(Dataset items)
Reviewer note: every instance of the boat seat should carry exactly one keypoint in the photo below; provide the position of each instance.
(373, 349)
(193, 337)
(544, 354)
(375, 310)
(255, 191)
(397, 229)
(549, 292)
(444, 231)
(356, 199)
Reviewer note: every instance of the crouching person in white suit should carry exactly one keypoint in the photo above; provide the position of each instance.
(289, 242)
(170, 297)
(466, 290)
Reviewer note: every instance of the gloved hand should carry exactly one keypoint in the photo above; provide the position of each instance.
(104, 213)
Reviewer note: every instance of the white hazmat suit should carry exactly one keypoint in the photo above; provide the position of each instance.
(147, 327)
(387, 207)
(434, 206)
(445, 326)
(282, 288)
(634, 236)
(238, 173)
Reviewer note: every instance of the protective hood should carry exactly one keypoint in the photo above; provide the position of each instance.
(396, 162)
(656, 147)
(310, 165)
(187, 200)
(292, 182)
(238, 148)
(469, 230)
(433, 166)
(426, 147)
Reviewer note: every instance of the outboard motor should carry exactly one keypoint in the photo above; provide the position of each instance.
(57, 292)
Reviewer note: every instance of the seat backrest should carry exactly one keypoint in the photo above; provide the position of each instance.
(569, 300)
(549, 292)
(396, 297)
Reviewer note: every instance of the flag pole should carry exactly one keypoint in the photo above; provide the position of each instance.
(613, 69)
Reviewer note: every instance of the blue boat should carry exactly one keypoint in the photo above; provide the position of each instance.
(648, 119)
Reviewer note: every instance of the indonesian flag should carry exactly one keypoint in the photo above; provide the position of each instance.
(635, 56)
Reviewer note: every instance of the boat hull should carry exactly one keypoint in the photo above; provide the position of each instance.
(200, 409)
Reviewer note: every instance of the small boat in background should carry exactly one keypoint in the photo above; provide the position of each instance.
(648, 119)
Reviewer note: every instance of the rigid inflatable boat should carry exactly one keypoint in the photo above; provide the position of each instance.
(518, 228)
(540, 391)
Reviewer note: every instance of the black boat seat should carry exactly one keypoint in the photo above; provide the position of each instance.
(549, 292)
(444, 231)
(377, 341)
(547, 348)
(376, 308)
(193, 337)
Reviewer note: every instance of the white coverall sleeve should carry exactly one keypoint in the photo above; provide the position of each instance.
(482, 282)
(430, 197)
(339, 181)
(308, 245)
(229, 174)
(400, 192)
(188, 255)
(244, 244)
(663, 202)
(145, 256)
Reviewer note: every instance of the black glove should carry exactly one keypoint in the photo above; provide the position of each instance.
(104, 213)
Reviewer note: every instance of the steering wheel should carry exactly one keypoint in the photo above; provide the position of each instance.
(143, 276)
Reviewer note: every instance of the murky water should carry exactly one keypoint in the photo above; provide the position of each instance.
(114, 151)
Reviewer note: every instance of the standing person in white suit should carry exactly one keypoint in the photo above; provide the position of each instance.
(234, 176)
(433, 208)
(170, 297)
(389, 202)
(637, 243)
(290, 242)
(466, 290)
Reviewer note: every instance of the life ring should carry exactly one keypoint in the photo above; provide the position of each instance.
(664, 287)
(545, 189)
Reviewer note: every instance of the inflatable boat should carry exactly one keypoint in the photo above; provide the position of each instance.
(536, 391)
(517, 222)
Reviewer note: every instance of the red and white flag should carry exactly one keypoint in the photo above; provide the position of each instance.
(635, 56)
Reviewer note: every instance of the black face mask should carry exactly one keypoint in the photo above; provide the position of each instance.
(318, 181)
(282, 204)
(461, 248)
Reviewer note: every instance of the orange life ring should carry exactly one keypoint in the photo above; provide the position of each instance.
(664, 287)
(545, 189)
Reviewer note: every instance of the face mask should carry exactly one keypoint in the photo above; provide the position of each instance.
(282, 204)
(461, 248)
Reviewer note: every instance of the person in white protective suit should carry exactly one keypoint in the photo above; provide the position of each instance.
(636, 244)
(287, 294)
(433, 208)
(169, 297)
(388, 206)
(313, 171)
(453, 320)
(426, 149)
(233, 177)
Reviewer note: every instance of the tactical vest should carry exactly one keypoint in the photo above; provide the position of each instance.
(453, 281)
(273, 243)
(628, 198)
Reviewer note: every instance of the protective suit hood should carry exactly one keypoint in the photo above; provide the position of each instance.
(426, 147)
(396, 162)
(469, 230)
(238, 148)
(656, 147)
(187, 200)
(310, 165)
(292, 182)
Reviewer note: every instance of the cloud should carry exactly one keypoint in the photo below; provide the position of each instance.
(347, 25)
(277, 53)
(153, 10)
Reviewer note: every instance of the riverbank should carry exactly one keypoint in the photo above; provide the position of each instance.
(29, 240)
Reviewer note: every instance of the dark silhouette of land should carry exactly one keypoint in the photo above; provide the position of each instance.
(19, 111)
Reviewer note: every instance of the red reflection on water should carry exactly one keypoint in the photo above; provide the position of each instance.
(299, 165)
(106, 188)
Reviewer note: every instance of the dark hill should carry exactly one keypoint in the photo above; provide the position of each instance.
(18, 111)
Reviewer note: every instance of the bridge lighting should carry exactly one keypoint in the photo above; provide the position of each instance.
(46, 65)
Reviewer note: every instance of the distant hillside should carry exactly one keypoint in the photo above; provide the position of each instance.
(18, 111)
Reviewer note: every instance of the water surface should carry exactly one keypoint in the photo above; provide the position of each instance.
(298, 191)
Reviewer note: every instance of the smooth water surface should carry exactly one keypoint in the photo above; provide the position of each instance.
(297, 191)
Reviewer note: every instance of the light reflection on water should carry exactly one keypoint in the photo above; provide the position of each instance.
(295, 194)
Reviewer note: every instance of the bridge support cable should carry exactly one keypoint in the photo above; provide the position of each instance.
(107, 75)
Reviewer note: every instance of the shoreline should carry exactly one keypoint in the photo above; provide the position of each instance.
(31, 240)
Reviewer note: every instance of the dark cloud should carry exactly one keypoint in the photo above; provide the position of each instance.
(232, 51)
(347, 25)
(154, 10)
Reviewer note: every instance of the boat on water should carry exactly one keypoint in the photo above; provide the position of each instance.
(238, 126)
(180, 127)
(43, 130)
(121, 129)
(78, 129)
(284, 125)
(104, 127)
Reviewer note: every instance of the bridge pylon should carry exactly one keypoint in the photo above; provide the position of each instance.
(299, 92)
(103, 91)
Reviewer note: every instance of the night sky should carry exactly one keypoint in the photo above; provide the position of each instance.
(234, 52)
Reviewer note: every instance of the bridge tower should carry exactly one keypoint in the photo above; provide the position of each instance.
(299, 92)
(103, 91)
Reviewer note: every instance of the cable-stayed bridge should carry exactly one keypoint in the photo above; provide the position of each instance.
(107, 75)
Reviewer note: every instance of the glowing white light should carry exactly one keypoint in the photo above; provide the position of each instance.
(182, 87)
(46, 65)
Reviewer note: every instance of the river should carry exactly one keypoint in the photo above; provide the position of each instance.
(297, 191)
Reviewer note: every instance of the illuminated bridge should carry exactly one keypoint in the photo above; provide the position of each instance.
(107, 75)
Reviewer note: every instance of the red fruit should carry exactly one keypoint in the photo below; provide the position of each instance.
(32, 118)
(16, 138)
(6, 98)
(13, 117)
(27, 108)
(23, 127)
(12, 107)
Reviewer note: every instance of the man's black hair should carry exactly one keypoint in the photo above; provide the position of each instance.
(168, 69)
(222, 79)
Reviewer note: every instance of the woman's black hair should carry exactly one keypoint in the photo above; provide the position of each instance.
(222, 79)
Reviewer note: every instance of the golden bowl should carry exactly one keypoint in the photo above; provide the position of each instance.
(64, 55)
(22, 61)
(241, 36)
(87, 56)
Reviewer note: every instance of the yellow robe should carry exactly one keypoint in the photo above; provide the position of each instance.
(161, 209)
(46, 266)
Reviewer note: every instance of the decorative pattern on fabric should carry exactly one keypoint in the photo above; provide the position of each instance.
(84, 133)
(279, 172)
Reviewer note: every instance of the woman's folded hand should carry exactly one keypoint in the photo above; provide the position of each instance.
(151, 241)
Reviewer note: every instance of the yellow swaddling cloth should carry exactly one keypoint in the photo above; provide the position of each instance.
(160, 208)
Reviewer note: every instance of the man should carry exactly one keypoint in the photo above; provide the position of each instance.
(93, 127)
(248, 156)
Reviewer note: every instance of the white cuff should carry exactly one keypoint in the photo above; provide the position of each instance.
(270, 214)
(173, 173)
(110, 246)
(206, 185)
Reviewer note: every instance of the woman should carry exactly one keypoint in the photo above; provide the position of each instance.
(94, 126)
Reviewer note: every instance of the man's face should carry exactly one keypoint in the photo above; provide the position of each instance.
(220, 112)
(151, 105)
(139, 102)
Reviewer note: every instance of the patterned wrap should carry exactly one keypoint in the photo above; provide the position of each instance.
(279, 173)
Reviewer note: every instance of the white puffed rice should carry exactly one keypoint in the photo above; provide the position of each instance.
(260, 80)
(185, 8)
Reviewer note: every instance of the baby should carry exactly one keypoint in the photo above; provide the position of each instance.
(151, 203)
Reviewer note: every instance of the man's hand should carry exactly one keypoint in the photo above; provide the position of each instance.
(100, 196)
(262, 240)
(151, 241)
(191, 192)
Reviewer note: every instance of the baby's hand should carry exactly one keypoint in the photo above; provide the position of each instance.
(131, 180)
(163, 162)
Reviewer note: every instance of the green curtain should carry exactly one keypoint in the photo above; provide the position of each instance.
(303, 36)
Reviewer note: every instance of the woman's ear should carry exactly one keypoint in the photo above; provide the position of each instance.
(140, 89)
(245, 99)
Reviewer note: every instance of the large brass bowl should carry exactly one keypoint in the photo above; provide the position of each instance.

### Instructions for the task
Copy out exactly the lines from the one containing "Reviewer note: every instance of the baby should" through the last line above, keeping both end lines.

### Answer below
Reviewer note: every instance of the baby should carry exactly one keypoint in the photo above; provide the position of each instance.
(151, 203)
Reviewer note: every instance of the man's hand should carry exactly one keypoint in the photo above; provide the position of each instance.
(100, 196)
(262, 240)
(151, 241)
(191, 192)
Reviewer note: every instance of the baby's hand should carry exactly one keypoint in the photo above; provide the position of each instance.
(131, 180)
(163, 162)
Reviewer note: every instance of the green curtain should carry exactly one keypoint in the photo above; provide the position of each instance.
(303, 36)
Reviewer note: every instance of the woman's ear should carry exactly one keypoint in the photo above; provide the position of each instance.
(140, 89)
(245, 99)
Reviewer note: every instance of the large brass bowl should carry exactly one keypoint in the photo above; provide the position of each instance.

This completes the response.